- **Problem**: Reproduce the material below, starting at its beginning and ending at the line that contains "point(344, 257)", keeping every line and adding 76 to each coordinate in the answer points. Leave the picture lines out.
══ Data for this exercise
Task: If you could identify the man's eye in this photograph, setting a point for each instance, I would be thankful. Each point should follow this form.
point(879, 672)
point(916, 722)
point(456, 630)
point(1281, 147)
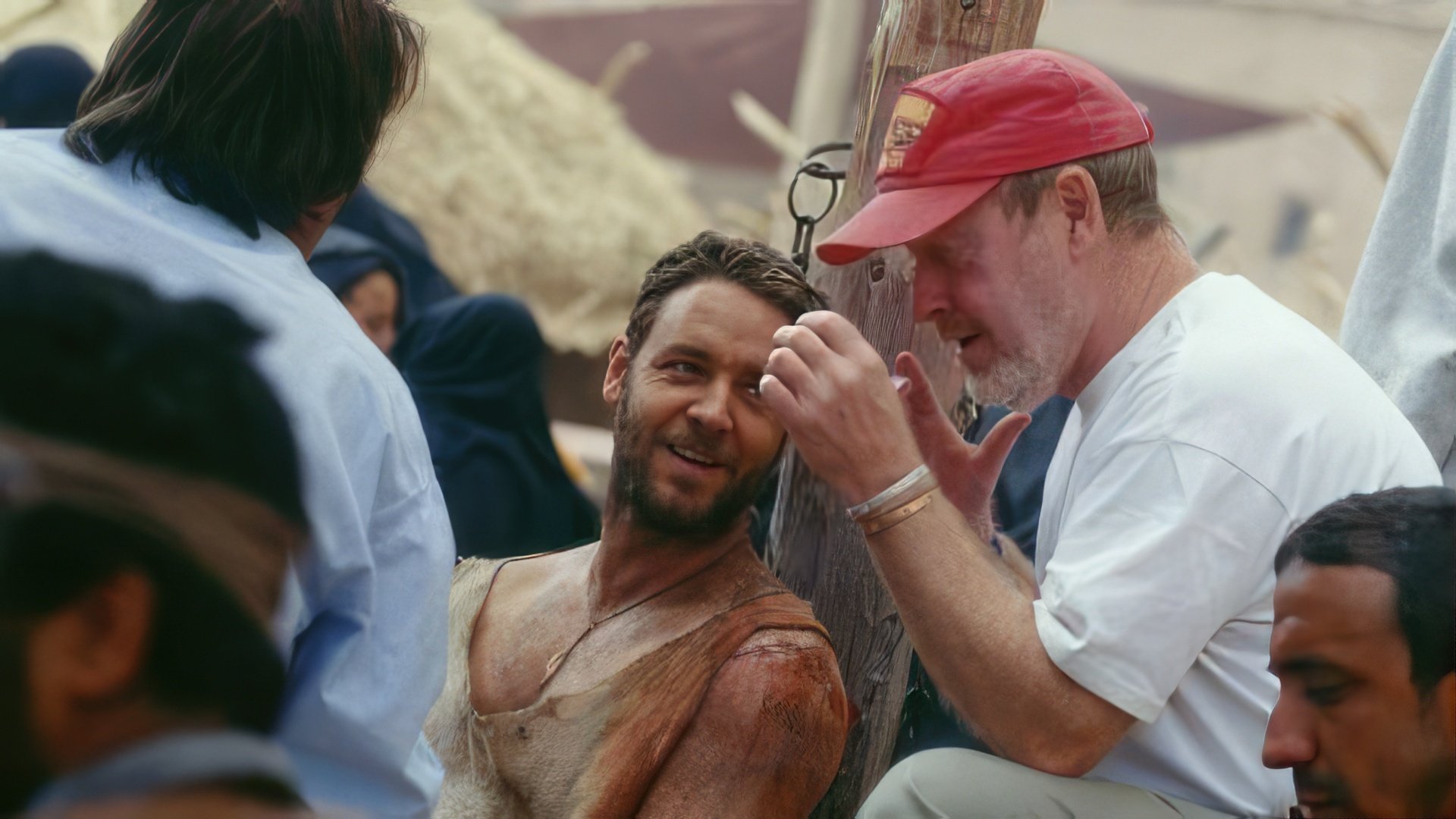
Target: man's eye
point(1326, 695)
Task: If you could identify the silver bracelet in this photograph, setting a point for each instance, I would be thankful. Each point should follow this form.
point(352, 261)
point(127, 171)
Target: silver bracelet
point(916, 483)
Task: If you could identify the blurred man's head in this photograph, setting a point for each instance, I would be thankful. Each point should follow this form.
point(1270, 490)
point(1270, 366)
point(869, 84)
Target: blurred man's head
point(149, 504)
point(367, 279)
point(261, 110)
point(41, 86)
point(693, 438)
point(1365, 648)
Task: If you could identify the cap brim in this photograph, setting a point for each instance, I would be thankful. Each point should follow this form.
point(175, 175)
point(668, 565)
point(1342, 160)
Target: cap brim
point(896, 218)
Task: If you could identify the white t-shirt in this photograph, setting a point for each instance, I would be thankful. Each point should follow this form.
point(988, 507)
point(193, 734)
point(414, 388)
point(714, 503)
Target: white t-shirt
point(363, 620)
point(1219, 428)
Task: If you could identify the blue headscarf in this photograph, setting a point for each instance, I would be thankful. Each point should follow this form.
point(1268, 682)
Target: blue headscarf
point(473, 365)
point(41, 86)
point(424, 283)
point(344, 257)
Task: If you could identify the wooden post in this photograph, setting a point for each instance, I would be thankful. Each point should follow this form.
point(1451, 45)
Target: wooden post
point(814, 547)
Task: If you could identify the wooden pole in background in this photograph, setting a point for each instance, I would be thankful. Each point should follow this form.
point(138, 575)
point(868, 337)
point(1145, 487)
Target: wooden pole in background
point(814, 547)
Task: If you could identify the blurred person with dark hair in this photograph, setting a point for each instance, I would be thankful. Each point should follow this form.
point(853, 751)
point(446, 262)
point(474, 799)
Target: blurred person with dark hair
point(1365, 648)
point(369, 215)
point(473, 365)
point(209, 156)
point(367, 279)
point(149, 507)
point(41, 86)
point(661, 672)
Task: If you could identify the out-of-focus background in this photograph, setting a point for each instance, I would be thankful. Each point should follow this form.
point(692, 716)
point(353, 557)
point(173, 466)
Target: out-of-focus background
point(561, 145)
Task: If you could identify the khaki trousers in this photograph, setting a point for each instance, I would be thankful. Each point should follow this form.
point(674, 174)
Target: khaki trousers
point(952, 783)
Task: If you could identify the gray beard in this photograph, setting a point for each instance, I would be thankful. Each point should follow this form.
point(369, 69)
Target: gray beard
point(1018, 384)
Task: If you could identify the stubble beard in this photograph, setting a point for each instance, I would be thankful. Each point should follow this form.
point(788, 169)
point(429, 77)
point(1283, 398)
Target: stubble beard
point(1025, 378)
point(634, 487)
point(1012, 381)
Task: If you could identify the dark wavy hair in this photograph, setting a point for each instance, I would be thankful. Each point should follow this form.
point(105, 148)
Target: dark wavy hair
point(1408, 534)
point(259, 110)
point(753, 265)
point(99, 360)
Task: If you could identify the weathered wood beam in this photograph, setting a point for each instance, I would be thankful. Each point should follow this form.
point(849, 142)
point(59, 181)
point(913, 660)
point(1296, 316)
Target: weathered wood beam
════
- **Completed task**:
Task: If you could identify the man's eye in this photograph, setting a point for each instance, I would be thankful. Each point should follow this form.
point(879, 672)
point(916, 722)
point(456, 630)
point(1281, 147)
Target: man's eye
point(1402, 771)
Task: If you could identify the silver bracelet in this photograph, setting a point for each instance, I would be thankful. Each point should follow this form.
point(352, 261)
point(127, 171)
Target: silver bracelet
point(992, 559)
Task: If you could identify the blurred man's head in this photograph, setting a point for each instance, I would be thankful. Each point should follow this form.
point(1270, 490)
point(1270, 366)
point(869, 84)
Target: blurred man's head
point(225, 580)
point(443, 355)
point(337, 186)
point(117, 162)
point(769, 514)
point(1441, 724)
Task: If you could identify the cap brim in this photograph, setting a point for each instance, I would be thankful. Each point should follow this form.
point(175, 175)
point(668, 565)
point(1342, 160)
Target: cap brim
point(972, 294)
Task: If you could identify the white t-shirt in this photograph, setting a point for each instance, I would be thankful. Each point should follow this form.
point(988, 507)
point(193, 734)
point(414, 388)
point(714, 503)
Target: white t-shirt
point(439, 696)
point(1295, 504)
Task: If you could identify the blue headscarf in this photograph, setting a point for each instance, I would be thankful. Each point should follow this form.
point(1268, 682)
Target: blue headscarf
point(549, 441)
point(117, 162)
point(500, 359)
point(420, 333)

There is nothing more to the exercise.